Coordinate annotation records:

----------

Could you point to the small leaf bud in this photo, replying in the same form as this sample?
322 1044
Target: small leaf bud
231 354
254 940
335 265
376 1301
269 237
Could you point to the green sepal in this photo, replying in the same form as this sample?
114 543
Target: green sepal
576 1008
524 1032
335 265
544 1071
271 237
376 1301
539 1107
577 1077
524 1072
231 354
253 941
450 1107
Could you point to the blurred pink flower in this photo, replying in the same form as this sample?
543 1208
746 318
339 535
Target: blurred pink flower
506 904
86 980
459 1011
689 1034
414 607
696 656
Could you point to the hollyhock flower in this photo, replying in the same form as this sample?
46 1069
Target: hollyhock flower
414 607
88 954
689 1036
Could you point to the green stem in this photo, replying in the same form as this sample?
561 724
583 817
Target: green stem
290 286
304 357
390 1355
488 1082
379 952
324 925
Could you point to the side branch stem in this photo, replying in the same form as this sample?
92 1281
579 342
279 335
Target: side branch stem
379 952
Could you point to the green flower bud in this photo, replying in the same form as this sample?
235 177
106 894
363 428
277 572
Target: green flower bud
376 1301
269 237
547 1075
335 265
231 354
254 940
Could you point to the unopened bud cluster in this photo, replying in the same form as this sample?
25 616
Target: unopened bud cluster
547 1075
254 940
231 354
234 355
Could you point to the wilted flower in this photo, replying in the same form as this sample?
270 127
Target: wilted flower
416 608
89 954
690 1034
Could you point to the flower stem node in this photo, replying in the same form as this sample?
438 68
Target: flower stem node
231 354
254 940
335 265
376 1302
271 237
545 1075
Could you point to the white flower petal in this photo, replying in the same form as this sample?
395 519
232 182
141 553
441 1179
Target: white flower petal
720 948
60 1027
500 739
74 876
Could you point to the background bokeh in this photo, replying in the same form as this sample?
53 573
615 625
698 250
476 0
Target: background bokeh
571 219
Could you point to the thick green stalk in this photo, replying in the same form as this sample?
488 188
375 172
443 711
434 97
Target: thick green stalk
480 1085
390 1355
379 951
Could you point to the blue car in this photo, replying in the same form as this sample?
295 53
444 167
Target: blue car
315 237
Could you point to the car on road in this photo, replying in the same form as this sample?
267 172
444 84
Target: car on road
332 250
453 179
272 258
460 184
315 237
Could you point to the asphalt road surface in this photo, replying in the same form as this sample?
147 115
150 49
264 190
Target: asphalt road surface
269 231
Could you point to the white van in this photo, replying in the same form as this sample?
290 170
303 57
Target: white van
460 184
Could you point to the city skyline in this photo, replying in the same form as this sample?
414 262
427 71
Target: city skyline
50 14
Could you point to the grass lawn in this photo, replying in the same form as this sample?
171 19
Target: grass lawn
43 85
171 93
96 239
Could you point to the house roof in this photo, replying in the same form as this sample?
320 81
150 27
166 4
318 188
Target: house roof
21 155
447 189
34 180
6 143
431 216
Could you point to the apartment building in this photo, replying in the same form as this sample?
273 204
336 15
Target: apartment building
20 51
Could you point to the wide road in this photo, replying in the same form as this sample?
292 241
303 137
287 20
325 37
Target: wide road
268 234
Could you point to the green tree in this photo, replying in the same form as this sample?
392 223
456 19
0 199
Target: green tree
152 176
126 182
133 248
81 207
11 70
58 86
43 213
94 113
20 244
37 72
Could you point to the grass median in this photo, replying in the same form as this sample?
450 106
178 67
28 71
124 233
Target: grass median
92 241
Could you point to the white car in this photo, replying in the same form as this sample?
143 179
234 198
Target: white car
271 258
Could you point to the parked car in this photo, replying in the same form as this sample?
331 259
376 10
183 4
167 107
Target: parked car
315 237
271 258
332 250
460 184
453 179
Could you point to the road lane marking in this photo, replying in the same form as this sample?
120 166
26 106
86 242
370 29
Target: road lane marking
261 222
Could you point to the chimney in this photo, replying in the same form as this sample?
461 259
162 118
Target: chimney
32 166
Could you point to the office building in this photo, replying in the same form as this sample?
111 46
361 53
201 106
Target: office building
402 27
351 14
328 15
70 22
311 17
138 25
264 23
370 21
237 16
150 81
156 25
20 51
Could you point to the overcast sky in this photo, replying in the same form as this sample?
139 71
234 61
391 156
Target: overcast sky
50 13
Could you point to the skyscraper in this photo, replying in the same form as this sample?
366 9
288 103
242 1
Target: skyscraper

----------

## [Objective]
Present the data from the line containing "Could you point to the apartment" through the end of the data as a numbered list, omitting any blank lines.

## [Solution to the problem]
1. Could you point to the apartment building in this photo, replying in the same form as this sample?
2. 273 204
3. 336 15
4. Target: apartment building
5. 20 51
6. Could you point to the wide road in this photo, replying in the same form as this sample?
7. 292 241
8. 303 137
9. 287 20
10. 325 37
11. Target: wide road
12. 268 234
13. Could you point to the green tree in this photo, replying in the same form as this sample?
14. 392 223
15. 456 19
16. 0 199
17. Target: green tree
18. 152 176
19. 126 182
20. 133 248
21. 81 207
22. 11 70
23. 58 86
24. 43 213
25. 94 113
26. 20 244
27. 37 72
28. Could you point to the grass median in this photo, replying in the same form as this sample?
29. 450 106
30. 178 67
31. 28 71
32. 124 233
33. Target: grass median
34. 92 241
35. Could you point to the white car in this photo, replying in the same form as this sample?
36. 143 179
37. 234 198
38. Target: white car
39. 271 258
40. Could you point to the parked car in this photo, replying in the same form as this sample?
41. 331 259
42. 376 10
43. 183 4
44. 167 107
45. Target: parked car
46. 315 237
47. 271 258
48. 332 250
49. 460 184
50. 453 179
51. Could you point to the road lane marking in this photo, replying in the same form as this sample?
52. 120 166
53. 26 106
54. 86 242
55. 370 29
56. Target: road lane marking
57. 261 222
58. Could you point to the chimney in this photo, replying in the same form as this sample?
59. 461 259
60. 162 118
61. Target: chimney
62. 32 166
63. Could you point to the office building in this photo, replying in the same form as this sample?
64. 111 46
65. 361 53
66. 201 106
67. Target: office building
68. 402 27
69. 351 14
70. 328 15
71. 70 22
72. 311 17
73. 138 25
74. 264 23
75. 370 21
76. 237 16
77. 150 81
78. 156 25
79. 20 51
80. Could you point to the overcast sky in this photo, replying in the same form as this sample?
81. 139 71
82. 234 61
83. 391 156
84. Target: overcast sky
85. 50 13
86. Could you point to the skyscraper in this photo, replying in the same form as this sample?
87. 366 9
88. 288 103
89. 242 1
90. Target: skyscraper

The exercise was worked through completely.